### Document passage
# # # #

- Church: Syriac Orthodox Church
- See: Antioch
- Installed: 1847
- Term ended: 1871
- Predecessor: Ignatius Elias II
- Successor: Ignatius Peter IV

Personal details
- Born: Jacob (Yacuob) 1800 Qa’at Mara, Ottoman Empire
- Died: 1871 (aged 70–71) Diyarbakır
- Residence: Mor Hananyo

= Ignatius Jacob II =

115th Patriarch of the Syriac Orthodox Church of Antioch (1847–1871)

Ignatius Jacob II was the Patriarch of Antioch and head of the Syriac Orthodox Church from 1847 until his death in 1871.

# # # #

### Requirements
1. According to the Ignatius Jacob II entry, who succeeded him as patriarch?
2. Reproduce the Ignatius Jacob II entry from "Personal details" up to and including "of Antioch (1847–1871)".

Data listing:
# # # #

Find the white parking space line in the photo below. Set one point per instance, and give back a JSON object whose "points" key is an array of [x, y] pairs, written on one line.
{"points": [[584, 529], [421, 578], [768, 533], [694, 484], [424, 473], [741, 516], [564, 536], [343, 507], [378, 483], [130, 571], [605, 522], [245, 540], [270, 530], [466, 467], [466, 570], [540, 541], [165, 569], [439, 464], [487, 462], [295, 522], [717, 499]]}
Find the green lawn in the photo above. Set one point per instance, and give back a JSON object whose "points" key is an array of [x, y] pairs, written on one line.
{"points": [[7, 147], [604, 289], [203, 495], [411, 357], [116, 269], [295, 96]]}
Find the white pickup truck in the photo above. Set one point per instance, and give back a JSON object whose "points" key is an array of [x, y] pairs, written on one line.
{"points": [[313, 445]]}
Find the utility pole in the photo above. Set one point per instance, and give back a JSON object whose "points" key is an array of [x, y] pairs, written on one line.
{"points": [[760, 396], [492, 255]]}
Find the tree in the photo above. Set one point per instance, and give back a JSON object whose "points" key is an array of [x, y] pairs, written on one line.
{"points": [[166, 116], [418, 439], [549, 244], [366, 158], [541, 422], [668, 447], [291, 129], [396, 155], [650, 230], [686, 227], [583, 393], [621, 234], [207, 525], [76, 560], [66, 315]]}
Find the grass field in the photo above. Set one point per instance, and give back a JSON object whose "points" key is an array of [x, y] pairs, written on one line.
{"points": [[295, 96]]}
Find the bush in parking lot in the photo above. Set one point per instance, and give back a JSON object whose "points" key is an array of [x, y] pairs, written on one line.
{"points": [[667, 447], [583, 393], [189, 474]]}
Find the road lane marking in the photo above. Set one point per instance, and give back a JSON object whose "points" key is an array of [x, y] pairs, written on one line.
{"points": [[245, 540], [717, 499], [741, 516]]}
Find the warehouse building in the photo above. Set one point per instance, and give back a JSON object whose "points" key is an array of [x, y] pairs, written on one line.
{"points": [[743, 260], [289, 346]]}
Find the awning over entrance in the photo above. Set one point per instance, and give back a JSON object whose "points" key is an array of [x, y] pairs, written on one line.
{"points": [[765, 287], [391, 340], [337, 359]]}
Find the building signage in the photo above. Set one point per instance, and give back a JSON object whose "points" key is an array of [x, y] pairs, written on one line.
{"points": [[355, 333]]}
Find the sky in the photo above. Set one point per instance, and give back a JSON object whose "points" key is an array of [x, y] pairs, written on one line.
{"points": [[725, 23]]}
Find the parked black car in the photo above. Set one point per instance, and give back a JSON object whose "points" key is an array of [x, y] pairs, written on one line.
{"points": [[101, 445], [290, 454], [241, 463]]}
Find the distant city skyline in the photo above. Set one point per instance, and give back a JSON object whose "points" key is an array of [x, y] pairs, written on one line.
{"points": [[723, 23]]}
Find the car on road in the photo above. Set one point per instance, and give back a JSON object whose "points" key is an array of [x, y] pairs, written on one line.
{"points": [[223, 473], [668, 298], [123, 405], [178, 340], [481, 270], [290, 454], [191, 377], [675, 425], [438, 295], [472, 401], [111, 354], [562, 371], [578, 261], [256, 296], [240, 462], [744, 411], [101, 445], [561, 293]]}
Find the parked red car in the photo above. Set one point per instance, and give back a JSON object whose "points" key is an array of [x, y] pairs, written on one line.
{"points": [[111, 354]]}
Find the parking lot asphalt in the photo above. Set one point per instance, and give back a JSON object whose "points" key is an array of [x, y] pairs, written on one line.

# # # #

### Correct answers
1. Ignatius Peter IV

2.
Personal details
- Born: Jacob (Yacuob) 1800 Qa’at Mara, Ottoman Empire
- Died: 1871 (aged 70–71) Diyarbakır
- Residence: Mor Hananyo

= Ignatius Jacob II =

115th Patriarch of the Syriac Orthodox Church of Antioch (1847–1871)